## À faire
(1) D'après le texte étudié, pourquoi l'équipe a-t-elle commencé le projet avec des patients venant d'être transplantés ? Répondez en une à trois phrases.
(2) Poursuivez le texte sur l'activité physique adaptée après une greffe en reprenant après sa dernière phrase.

====== Texte étudié ======

C'est ainsi que l'équipe a sollicité le soutien d'un laboratoire pharmaceutique, Astellas, pour financer un projet d'accompagnement avec des éducateurs d'activité physique adaptée. « Nous avons débuté en mai 2023 avec à ce jour huit patients inclus dans les suites de leur transplantation. L'idée est de pouvoir élargir la population mais il nous semblait plus facile dans un premier temps de débuter avec un public souvent présent au CHU durant la première année de greffe. » Ces patients sont adressés à un kinésithérapeute si leur niveau d'activité est jugé faible, après une évaluation réalisée grâce au questionnaire de Ricci et Gagnon. Ils sont ensuite, s'ils l'acceptent, pris en charge par un éducateur d'activité physique adaptée qui va les orienter vers une structure proche de leur domicile, et les suivre pendant neuf à dix mois.
À terme, l'objectif est d'étendre le dispositif, et peut-être de solliciter les ARS pour obtenir une prise en charge. En attendant, il nous faut évaluer l'efficacité de cette initiative, mesurer les coûts à engager pour soutenir les structures associatives et travailler sur la réduction des refus patients. « Ce sont souvent les plus motivés qui s'engagent spontanément, reste à mobiliser les réfractaires car l'idée est bien de leur permettre de récupérer un état de santé favorable à la pratique d'une activité physique autonome. »

====== Jeu de données ======

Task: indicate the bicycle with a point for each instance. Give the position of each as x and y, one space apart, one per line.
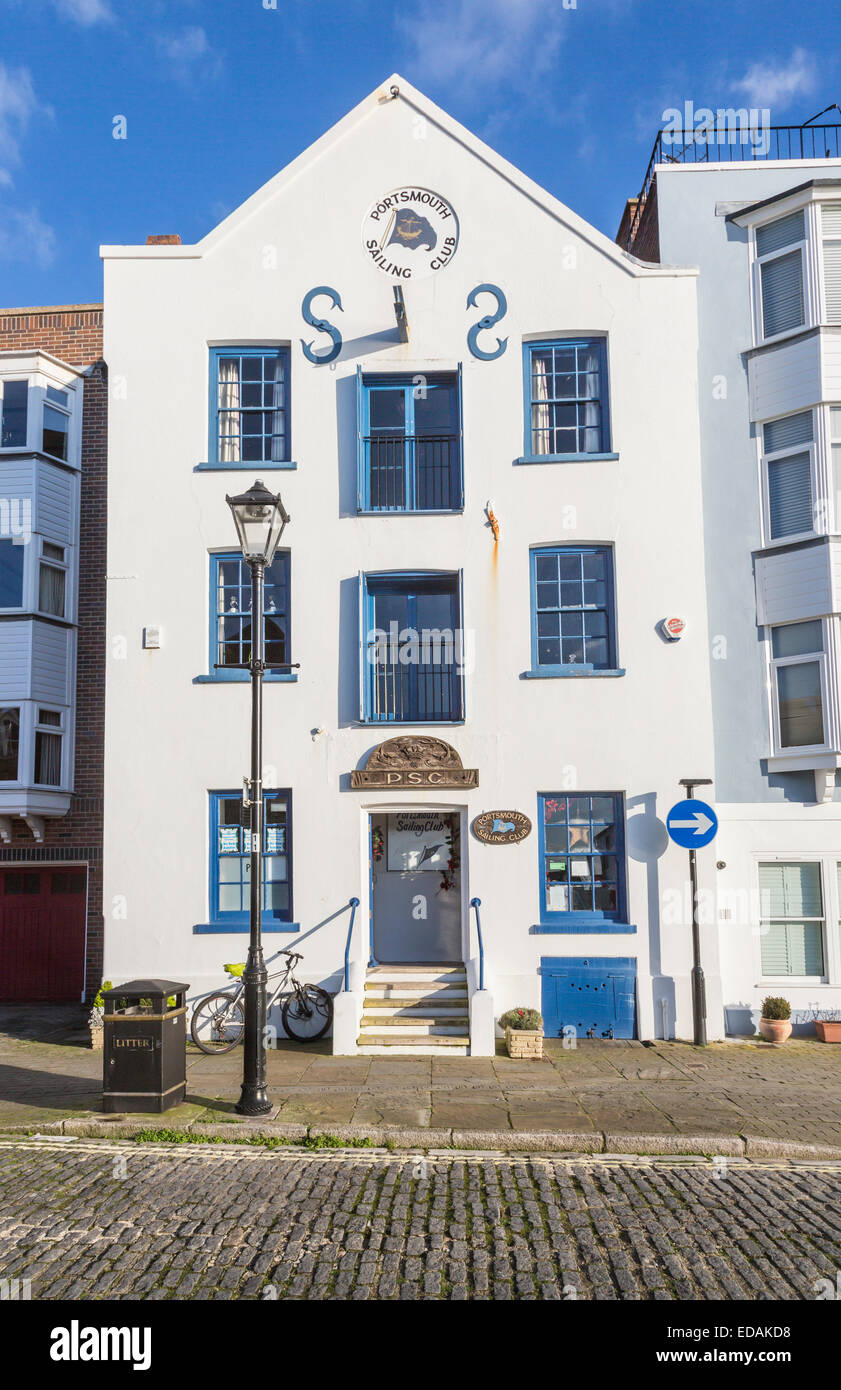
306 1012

======
====== Jeu de données ======

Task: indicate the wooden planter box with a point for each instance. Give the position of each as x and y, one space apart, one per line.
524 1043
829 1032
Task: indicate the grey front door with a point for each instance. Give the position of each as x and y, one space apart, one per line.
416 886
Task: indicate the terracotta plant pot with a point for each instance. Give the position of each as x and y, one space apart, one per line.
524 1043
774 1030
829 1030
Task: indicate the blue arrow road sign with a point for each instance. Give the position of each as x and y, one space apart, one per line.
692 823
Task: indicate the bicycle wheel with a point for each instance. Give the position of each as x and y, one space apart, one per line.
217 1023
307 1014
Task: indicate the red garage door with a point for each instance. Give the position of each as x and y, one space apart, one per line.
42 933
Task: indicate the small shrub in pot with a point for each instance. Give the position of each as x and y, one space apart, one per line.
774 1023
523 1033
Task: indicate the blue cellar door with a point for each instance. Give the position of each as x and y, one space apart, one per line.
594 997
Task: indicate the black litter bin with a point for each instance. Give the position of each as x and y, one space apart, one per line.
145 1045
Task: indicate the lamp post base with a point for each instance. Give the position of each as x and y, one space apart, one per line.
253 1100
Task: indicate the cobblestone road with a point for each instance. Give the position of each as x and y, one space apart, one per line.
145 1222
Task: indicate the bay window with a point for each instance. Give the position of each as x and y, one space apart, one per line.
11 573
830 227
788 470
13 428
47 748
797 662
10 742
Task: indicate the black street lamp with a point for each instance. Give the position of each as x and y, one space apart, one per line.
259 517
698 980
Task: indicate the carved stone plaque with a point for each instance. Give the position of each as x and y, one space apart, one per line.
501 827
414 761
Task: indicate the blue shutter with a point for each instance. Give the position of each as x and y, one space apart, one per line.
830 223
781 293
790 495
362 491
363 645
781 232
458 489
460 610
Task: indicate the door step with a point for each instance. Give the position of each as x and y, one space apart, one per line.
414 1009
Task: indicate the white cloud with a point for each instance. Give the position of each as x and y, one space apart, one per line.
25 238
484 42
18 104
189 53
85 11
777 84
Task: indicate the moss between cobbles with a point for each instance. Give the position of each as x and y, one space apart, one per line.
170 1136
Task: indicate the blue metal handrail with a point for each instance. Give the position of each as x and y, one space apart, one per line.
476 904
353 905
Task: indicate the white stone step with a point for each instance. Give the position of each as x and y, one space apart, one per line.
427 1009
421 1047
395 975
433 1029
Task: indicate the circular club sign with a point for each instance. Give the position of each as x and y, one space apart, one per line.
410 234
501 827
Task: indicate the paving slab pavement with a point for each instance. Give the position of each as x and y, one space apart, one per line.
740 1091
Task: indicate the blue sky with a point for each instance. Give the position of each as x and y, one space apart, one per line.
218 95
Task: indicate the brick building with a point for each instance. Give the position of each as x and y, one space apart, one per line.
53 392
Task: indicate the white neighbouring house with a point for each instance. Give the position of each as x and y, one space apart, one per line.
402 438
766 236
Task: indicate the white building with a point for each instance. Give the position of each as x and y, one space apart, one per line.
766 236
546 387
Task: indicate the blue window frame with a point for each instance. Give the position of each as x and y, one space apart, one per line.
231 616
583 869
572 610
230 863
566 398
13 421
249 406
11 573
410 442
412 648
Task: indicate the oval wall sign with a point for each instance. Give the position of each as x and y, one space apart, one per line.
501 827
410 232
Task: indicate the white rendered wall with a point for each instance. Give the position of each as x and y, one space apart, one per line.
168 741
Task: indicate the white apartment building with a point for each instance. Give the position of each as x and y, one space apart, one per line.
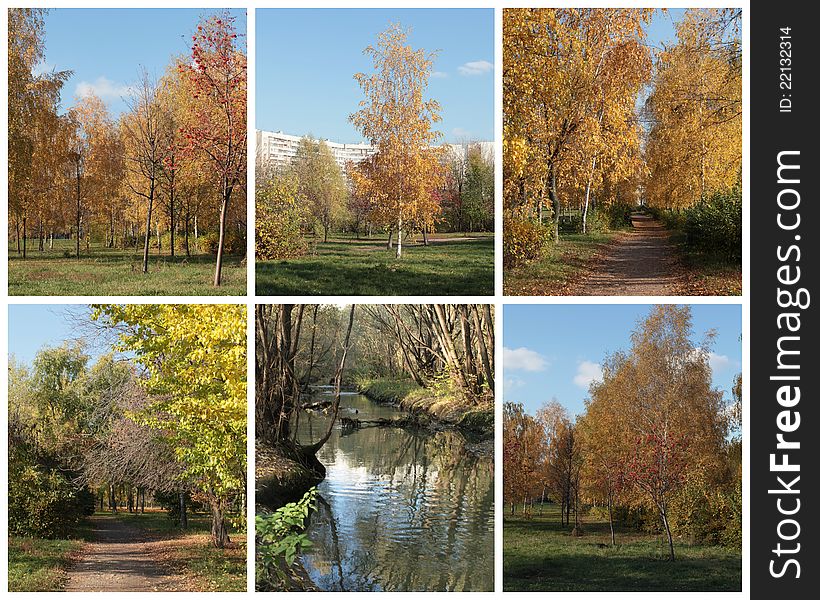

======

## Corrigé des exercices
(1) L'équipe a jugé plus facile de débuter avec ce public, car ces patients sont souvent présents au CHU pendant la première année de greffe. L'objectif reste toutefois d'élargir ensuite la population concernée.

(2)
Des financements difficiles à mobiliser
Malgré tout, le nerf de la guerre reste le financement. Si aucun accompagnement n'est aujourd'hui pris en charge par l'État, le ministère des Sports se veut optimiste. « Nous travaillons actuellement sur des axes forts d'amélioration du sport santé. Les arbitrages ont pris du retard et nous ne pouvons pas communiquer officiellement sur les projets. De plus, les bilans des actions APA restent difficiles à établir. En cause, l'absence de prise en charge financière, le manque de formation et d'information des professionnels de santé, en particulier des médecins et paramédicaux, sur lesquels nous allons engager des campagnes, et le manque de visibilité du réseau des Maisons Sport Santé. Le médecin qui veut prescrire ne sait pas toujours à qui adresser ses patients. Nous nous appuyons également sur les expérimentations en cours. Beaucoup reposent sur la prise en charge d'activité physique adaptée et nous comptons beaucoup sur la preuve apportée par ces expérimentations. » Côté financements, l'article 22 du PLFSS ouvre une porte au gouvernement pour faciliter la généralisation des expérimentations, dites 51, validées. Les malades devraient ainsi pouvoir intégrer des programmes de prévention remboursés, notamment au travers de l'activité physique adaptée (APA). Cet article 22 du PLFSS, s'il est voté, proposera ainsi de créer un cadre permettant la mise en place de ces parcours coordonnés renforcés. Cependant, comme le signale Caroline Foucault, « très peu d'expérimentations entrent dans le cadre de ce dispositif ». Une vingtaine, dont les premières intégrant de l'APA, arriveront à terme en 2023, précise le ministère. Reste à savoir comment ces mesures se généraliseront sur le territoire.
Les complémentaires santé ayant intégré un remboursement dans leurs garanties ont majoritairement suivi le décret, prenant en charge des séances d'APA pour leurs adhérents en ALD. Mais les conditions de mises en oeuvre diffèrent suivant les garanties. Et peu de malades semblent connaître les détails de leur couverture. De l'APA sur ordonnance financée à la réalité, la route semble encore longue...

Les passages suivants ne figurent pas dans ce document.